* start EXCERPTED PASSAGE *

# 90 Sentra fuse for stop lights keeps blowing



## ahardb0dy (Nov 9, 2003)

Hello all, Found out today I have no brake lights in my 90 Sentra, pulled over and found the fuse for the brake lights was blown, the minute I put a new one in it blows, tried unplugging both rear light assemblies and put a fuse part of the way in (just touching the contacts) and it starts to spark, Tried unplugging the connector to the stop light switch at the brake pedal, same thing sparks from fuse area, found a box in the trunk on the drivers side ( brake light sensor I think), unplugged that, tried a fuse sparks again.

I looked at the FSM and it appears to be a pretty simple circuit other than tracing all the wires anyone have any other suggestions on what to check??


Thanks.


----------



## ahardb0dy (Nov 9, 2003)

* end EXCERPTED PASSAGE *
* start ENTRIES PROVIDED *

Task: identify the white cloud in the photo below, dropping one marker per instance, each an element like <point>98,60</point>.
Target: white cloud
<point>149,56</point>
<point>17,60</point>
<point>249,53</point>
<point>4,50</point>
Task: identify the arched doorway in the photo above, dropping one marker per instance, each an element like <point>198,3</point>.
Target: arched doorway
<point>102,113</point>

* end ENTRIES PROVIDED *
* start ENTRIES PROVIDED *

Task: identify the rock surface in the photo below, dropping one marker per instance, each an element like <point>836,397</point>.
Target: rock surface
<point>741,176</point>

* end ENTRIES PROVIDED *

__TASK INSTRUCTIONS__:
Reproduce the brake light fuse thread from "I looked at" up to and including "what to check??". The records are separate material and aren't part of the brake light fuse thread.

__FULL OUTPUT__:
I looked at the FSM and it appears to be a pretty simple circuit other than tracing all the wires anyone have any other suggestions on what to check??